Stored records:
= Beginning of Section =

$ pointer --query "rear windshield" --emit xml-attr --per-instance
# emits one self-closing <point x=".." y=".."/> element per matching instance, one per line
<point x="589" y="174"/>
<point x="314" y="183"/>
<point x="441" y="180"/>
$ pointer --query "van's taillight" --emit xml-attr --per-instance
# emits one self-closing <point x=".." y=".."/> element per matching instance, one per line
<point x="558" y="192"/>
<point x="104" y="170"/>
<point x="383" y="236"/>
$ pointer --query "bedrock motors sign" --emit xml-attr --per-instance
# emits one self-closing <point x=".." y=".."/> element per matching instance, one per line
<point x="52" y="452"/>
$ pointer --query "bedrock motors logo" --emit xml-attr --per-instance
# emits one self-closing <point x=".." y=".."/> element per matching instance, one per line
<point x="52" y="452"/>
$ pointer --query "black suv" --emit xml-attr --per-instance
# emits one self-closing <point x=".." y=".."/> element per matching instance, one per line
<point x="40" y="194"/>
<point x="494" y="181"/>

= End of Section =

_WORK REQUIRED_
Output the complete data exactly as written.

_OUTPUT_
$ pointer --query "rear windshield" --emit xml-attr --per-instance
# emits one self-closing <point x=".." y=".."/> element per matching instance, one per line
<point x="589" y="174"/>
<point x="314" y="183"/>
<point x="441" y="180"/>
$ pointer --query "van's taillight" --emit xml-attr --per-instance
# emits one self-closing <point x=".." y=".."/> element per matching instance, one per line
<point x="558" y="192"/>
<point x="104" y="170"/>
<point x="383" y="236"/>
$ pointer --query "bedrock motors sign" --emit xml-attr --per-instance
# emits one self-closing <point x=".." y=".."/> element per matching instance, one per line
<point x="52" y="452"/>
$ pointer --query "bedrock motors logo" --emit xml-attr --per-instance
# emits one self-closing <point x=".." y=".."/> element per matching instance, one per line
<point x="52" y="452"/>
$ pointer --query "black suv" --emit xml-attr --per-instance
# emits one self-closing <point x=".." y=".."/> element per matching instance, one per line
<point x="40" y="194"/>
<point x="494" y="181"/>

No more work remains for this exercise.